» Written request: Reproduce these rows unchanged, beginning with the first one and stopping after the line that contains "[47,176,54,201]".
## begin Record extracts
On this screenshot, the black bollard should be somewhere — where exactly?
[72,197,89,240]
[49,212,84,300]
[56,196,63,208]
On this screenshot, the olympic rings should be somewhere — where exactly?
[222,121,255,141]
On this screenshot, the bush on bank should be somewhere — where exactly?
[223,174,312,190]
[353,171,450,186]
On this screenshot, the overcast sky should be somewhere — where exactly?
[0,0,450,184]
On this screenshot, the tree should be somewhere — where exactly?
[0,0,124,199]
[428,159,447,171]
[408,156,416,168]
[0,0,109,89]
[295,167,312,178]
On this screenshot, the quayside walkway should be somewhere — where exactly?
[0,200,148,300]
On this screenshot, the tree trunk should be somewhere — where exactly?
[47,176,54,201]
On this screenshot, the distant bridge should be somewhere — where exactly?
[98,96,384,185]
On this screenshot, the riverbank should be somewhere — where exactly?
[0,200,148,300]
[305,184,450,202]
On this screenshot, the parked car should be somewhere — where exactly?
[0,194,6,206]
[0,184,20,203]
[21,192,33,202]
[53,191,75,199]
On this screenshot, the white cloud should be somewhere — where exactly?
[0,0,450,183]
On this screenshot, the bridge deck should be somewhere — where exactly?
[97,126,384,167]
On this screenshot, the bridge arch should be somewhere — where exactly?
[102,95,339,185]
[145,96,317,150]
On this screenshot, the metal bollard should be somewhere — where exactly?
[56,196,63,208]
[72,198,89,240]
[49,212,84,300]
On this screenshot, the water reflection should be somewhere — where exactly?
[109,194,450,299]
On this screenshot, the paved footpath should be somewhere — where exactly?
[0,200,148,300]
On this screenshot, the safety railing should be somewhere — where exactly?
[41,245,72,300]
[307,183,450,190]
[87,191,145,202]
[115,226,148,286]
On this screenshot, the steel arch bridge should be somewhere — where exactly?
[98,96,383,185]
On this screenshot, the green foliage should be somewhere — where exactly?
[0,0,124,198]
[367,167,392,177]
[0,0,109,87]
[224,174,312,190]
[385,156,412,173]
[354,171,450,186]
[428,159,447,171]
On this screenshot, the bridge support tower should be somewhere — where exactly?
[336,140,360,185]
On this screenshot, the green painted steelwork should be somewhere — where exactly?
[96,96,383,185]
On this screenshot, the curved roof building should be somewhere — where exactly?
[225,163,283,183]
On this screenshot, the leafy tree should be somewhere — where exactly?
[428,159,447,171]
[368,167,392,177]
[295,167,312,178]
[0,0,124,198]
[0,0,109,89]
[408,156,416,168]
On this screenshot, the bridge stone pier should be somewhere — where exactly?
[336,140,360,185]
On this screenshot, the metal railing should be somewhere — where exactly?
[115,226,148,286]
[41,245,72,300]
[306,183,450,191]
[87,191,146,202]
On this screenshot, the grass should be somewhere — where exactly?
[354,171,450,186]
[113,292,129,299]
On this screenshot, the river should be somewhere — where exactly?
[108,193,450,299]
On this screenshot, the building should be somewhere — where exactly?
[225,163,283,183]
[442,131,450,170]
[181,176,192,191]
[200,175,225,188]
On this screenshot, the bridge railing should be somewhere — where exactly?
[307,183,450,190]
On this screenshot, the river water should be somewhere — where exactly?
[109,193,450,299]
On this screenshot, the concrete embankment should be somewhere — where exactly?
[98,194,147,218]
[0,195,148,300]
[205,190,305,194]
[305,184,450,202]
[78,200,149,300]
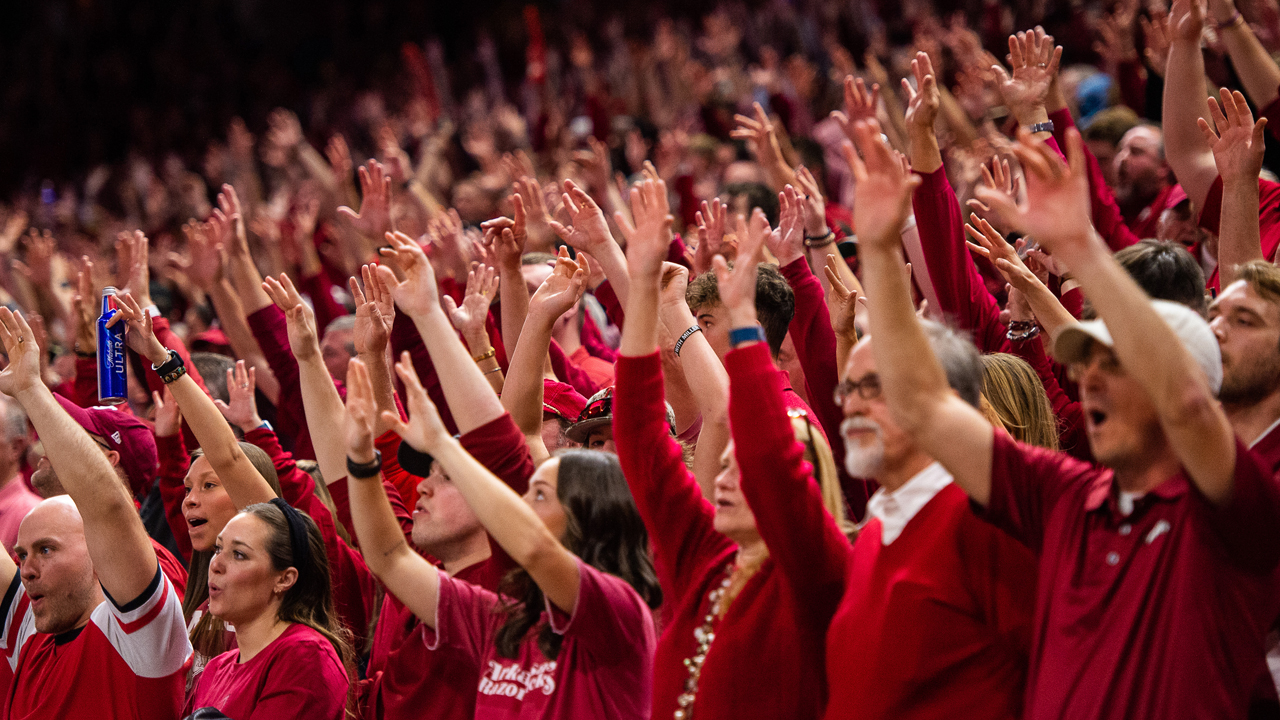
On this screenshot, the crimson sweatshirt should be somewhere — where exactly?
[613,345,823,720]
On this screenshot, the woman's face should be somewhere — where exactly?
[209,512,298,625]
[525,457,568,542]
[182,456,237,551]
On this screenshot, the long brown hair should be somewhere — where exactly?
[494,450,662,660]
[182,442,280,657]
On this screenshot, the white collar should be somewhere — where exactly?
[867,462,951,544]
[1249,418,1280,450]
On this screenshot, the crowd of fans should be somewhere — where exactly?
[0,0,1280,720]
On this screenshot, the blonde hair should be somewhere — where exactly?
[982,352,1059,450]
[791,415,856,539]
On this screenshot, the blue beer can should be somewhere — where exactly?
[97,287,129,405]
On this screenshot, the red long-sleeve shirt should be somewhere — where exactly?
[613,350,823,719]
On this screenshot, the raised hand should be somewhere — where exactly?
[712,208,772,328]
[440,264,499,338]
[0,307,41,400]
[992,31,1062,126]
[106,292,169,365]
[972,128,1093,258]
[901,53,942,135]
[694,197,733,275]
[378,232,440,318]
[1197,87,1267,182]
[529,247,586,322]
[151,386,182,437]
[215,360,262,434]
[844,120,920,245]
[338,160,392,242]
[764,184,804,266]
[383,351,452,454]
[262,273,320,363]
[548,179,616,255]
[613,179,673,281]
[347,265,396,357]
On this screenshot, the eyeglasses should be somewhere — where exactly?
[833,373,881,405]
[577,387,613,423]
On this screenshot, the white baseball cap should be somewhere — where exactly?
[1053,300,1222,395]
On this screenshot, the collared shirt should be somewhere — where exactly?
[983,432,1280,720]
[867,462,951,544]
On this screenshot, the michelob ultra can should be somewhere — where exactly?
[97,287,129,405]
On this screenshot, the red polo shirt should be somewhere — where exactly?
[984,432,1280,720]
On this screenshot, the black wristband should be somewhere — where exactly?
[151,350,187,384]
[347,450,383,479]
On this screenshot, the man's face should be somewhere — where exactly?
[694,302,733,364]
[412,462,484,562]
[1208,281,1280,405]
[840,337,916,479]
[14,497,102,634]
[1115,126,1167,197]
[320,329,355,382]
[1071,342,1167,471]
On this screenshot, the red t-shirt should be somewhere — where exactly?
[424,560,657,720]
[984,432,1280,720]
[0,566,191,720]
[187,624,348,720]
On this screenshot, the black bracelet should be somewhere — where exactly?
[347,450,383,479]
[151,350,187,384]
[675,325,703,357]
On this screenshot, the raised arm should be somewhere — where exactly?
[984,131,1235,503]
[378,233,509,434]
[334,357,440,628]
[262,273,347,483]
[0,307,157,602]
[845,122,993,505]
[1162,0,1217,208]
[1198,87,1267,287]
[113,293,275,507]
[384,354,579,612]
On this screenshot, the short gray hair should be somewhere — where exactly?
[920,320,982,407]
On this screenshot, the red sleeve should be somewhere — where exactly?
[724,342,850,617]
[911,168,1007,352]
[144,318,209,395]
[613,352,733,606]
[1048,109,1142,252]
[591,274,627,328]
[782,258,845,468]
[549,340,600,397]
[156,433,191,562]
[298,270,347,338]
[246,305,315,460]
[458,413,535,570]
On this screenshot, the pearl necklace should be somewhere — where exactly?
[675,562,733,720]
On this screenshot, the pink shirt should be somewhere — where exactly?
[187,624,348,720]
[424,560,657,720]
[0,474,40,552]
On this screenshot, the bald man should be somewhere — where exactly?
[0,309,192,720]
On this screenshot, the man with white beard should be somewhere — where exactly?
[827,322,1036,719]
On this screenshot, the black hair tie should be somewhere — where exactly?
[271,497,311,574]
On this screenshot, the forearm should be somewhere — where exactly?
[1162,40,1217,208]
[1217,177,1265,287]
[413,308,504,433]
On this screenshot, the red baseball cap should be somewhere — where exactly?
[52,392,160,497]
[543,378,586,423]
## end Record extracts
» Answer to the task:
On this screenshot, the black bollard should be somewhere — where exactly?
[72,197,89,240]
[49,212,84,300]
[56,196,63,208]
On this screenshot, the olympic rings should be somewhere — where exactly?
[222,121,255,141]
On this screenshot, the bush on bank should be somewhere — where exactly?
[223,174,312,190]
[353,171,450,186]
On this screenshot, the overcast sky should be somewhere — where exactly?
[0,0,450,184]
On this screenshot, the tree should be somewhere — where exactly?
[0,0,124,199]
[428,159,447,171]
[408,156,416,168]
[0,0,109,89]
[295,167,312,178]
On this screenshot, the quayside walkway should be somewhere — where exactly?
[0,200,148,300]
On this screenshot, the tree trunk should be somewhere — where exactly?
[47,176,54,201]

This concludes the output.